# start of EXTRACT PROVIDED
DSP Core Reference Manual

6-60 SC140 DSP Core Reference Manual
ISAP instructions and instruction encoding
6.3 ISAP instructions and instruction encoding
This section presents an overview of the concept of programming the ISAP from the SC140 assembly
code.
The SC140 core can dispatch one ISAP opcode per VLES. This opcode uses the 2-word prefix encoding,
and is recognized as an ISAP opcode if it is not the first opcode in the VLES. The SC140 core encoding
rules allow this situation only with prefix grouping, hence it follows that an ISAP opcode can only appear
as part of a prefixed VLES.
The 2-word prefix encoding is shown in Table 6-1: ISAP Encoding Fields below:
This encoding allows the ISAP 25 bits as its encoding space. The ISAP architect can freely allocate these
bits. The only constraint is that in case the ISAP is intended to be used as part of a multi-ISAP
configuration, some of the Most Significant Bits of the 25 bits should be reserved for ISAP selection
encoding. The number of such bits that are to be left aside is also the decision of the ISAP architect.
An ISAP opcode can specify one or more ISAP instructions. An ISAP could be defined as a VLIW
processor, encoding more than one instruction in one ISAP opcode.
# end of EXTRACT PROVIDED
# start of MATERIAL SHOWN
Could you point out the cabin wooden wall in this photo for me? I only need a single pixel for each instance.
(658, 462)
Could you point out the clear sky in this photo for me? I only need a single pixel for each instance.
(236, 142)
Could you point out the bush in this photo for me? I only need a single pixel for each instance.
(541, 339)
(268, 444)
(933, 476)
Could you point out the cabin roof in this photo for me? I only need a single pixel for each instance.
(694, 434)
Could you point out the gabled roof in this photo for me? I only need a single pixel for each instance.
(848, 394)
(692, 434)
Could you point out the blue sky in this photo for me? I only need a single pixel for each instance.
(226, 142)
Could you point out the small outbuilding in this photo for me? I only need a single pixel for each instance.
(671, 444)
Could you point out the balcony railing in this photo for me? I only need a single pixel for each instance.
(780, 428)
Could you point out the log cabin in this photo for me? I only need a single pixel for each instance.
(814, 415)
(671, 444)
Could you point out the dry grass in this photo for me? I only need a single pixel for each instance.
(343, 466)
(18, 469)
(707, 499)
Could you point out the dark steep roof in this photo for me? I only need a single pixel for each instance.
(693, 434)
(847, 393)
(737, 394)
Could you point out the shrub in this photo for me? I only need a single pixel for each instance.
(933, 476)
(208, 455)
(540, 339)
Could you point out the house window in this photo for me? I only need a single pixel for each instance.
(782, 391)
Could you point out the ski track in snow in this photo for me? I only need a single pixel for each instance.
# end of MATERIAL SHOWN
**PROBLEMS**
• 1. In the SC140 manual section on ISAP instructions, how many bits of encoding space does the 2-word prefix encoding give the ISAP?
• 2. Continue the SC140 manual section on ISAP instructions and instruction encoding beyond its last sentence.

**SOLVED PROBLEMS**
• 1. 25 bits.

• 2.
ISAP instructions can be of two main kinds:
ALU instructions: ISAP instructions that execute with a pipeline similar to the core DALU, without
activation of simultaneous core AGU instructions.
Data move instructions: Instructions that transfer data between the ISAP and its environment
(external Data memory or SC140 core). The core has the capability of providing the ISAP with data
addressing, so that the ISAP designer need not incorporate an AGU in the ISAP. This requires certain
conventions, which are detailed in Section 6.4, “ISAP Memory Access,” .
ISAP instructions must obey the same VLES semantics as other SC140 instructions (dependency of
operands between VLES, etc.). At the instruction level, the syntax should be as close as possible to existing
SC140 conventions (source and destination order, data width specifiers, etc.). The individual ISAP
instruction syntax should be defined in the particular ISAP specification.
The term “ISAP instruction” can be used both to specify the assembly mnemonic, or to the specific
sub-opcode in the ISAP opcode related to the source mnemonic. Differentiation is according to context -
source code or assembly level context, or encoding context.
6.4 ISAP Memory Access
The ISAP accesses data via the XDBA and the XDBB busses, in addition to core-ISAP buses for register
transfer.
The ISAP should not be designed with an AGU, leaving the addressing duties to the core. This allows the
ISAP to enjoy the full addressing and modulo capabilities of the core AGU, and the ISAP design to
concentrate on the specific ISAP specialty.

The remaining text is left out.